▸ **Selected text**
Economy

List of Shame: Kambi slips free, Kamau still headed to court

It’s official: Transport secretary Michael Kamau will appear in court to answer to abuse of office charges relating to a road design tender.

His counterparts Kazungu Kambi (Labour), Charity Ngilu (Lands) and Felix Koskei (Agriculture) have emerged unscathed after their first brush with the Ethics and Anti-Corruption Commission’s ‘List of Shame’ investigations.

The Director of Public Prosecutions on Thursday revealed he had accepted the EACC’s recommendations to prosecute Kamau, close the file on Ngilu and turn Koskei into a witness against other suspects.

He, however, rejected a recommendation to charge Kambi over two irregular appointments saying he was not satisfied with the evidence.

EACC’s recommendations on Nairobi Senator Mike Sonko over an incident at the Mtwapa weighbridge in Kilifi county were also accepted by the DPP’s office.

Mr Kamau is accused of colluding in the irregular trashing of the Kamukuywa-Kaptama-Kapsokwony-Kimilili road design “leading to massive embezzlement of funds”. He is also under investigation for allegedly illegally contracting a local firm to handle cargo belonging to the Chinese firm contracted to build the standard gauge railway, and directing billions of shillings of SGR-related consultancy work to a firm linked to him.

Mr Kambi had been accused of irregularly appointing two individuals — Andrew Muigai and Veska Kangongo — as members of the NSSF board of trustees. He is, however, also under investigation for alleged involvement in corruption deals at the National Social Security Fund related to the Tassia Phase II project.

Mrs Ngilu was alleged to have colluded with Mr Evanson Waitiki, a Likoni landowner plagued by squatters, to inflate the market price of his farm by Sh110 million ahead of a sale to the government. She is also accused of scheming to drive a landowner off a parcel of land near State House, Nairobi.

Mr Koskei was accused of renting government land in Tigoni from the Kenya Veterinary Vaccines Production Institute to plant potatoes. He will testify against two KEVEVAPI officials — the managing director and the head of supply chain management — responsible for the 100-acre potato farm.

Investigators are still looking into claims he secretly allocated sugar import permits, demanded bribes from parastatal heads and intimidated those who resisted.

▸ **Saved entries**

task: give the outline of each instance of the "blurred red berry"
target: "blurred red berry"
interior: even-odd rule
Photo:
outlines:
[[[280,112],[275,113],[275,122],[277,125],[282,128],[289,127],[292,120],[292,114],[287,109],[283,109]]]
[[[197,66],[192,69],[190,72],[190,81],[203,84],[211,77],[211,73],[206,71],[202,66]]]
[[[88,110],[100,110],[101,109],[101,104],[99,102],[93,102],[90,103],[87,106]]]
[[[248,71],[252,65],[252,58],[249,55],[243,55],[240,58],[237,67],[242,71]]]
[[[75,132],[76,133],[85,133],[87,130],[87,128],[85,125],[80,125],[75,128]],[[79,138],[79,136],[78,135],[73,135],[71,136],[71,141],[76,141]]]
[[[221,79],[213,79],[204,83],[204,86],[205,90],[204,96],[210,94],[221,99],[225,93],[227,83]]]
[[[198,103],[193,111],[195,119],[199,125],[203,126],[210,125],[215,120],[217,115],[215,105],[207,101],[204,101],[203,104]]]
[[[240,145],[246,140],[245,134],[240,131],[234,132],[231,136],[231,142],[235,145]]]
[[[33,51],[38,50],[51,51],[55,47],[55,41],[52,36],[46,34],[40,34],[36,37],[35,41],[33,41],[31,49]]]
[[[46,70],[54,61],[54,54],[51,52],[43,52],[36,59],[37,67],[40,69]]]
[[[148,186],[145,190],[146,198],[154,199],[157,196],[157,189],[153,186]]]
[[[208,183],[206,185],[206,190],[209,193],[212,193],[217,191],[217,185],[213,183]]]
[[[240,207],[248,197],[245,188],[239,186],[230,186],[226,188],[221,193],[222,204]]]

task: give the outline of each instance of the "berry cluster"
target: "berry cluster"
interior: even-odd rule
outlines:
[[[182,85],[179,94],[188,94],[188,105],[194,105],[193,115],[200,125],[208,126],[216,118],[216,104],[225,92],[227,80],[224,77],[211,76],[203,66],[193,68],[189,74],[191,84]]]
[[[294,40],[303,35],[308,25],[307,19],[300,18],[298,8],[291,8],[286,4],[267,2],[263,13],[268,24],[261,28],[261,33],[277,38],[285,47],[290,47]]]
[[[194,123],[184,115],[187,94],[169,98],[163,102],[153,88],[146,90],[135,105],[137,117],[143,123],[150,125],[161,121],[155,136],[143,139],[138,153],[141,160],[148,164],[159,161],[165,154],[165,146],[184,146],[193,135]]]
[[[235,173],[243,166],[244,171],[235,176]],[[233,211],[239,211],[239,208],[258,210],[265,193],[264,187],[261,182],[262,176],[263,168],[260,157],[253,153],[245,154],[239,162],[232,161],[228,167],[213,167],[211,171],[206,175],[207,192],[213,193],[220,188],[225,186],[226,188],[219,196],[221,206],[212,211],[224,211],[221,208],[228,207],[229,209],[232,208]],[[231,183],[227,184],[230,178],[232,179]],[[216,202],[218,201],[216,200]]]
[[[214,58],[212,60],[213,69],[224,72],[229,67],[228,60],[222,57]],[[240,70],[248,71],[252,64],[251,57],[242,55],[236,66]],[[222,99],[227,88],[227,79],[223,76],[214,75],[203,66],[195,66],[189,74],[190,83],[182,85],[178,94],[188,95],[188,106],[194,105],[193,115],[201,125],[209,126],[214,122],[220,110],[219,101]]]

▸ **Assignment**
Rewrite the paragraph of the List of Shame article that begins "Mr Kamau is accused of colluding" as a short bulleted list that keeps its main facts. The listing comes from a different source than the text.

▸ **The completed task**
- Accused of colluding in the irregular trashing of the Kamukuywa-Kaptama-Kapsokwony-Kimilili road design, "leading to massive embezzlement of funds"
- Under investigation for allegedly illegally contracting a local firm to handle cargo belonging to the Chinese firm building the standard gauge railway
- Under investigation for allegedly directing billions of shillings of SGR-related consultancy work to a firm linked to him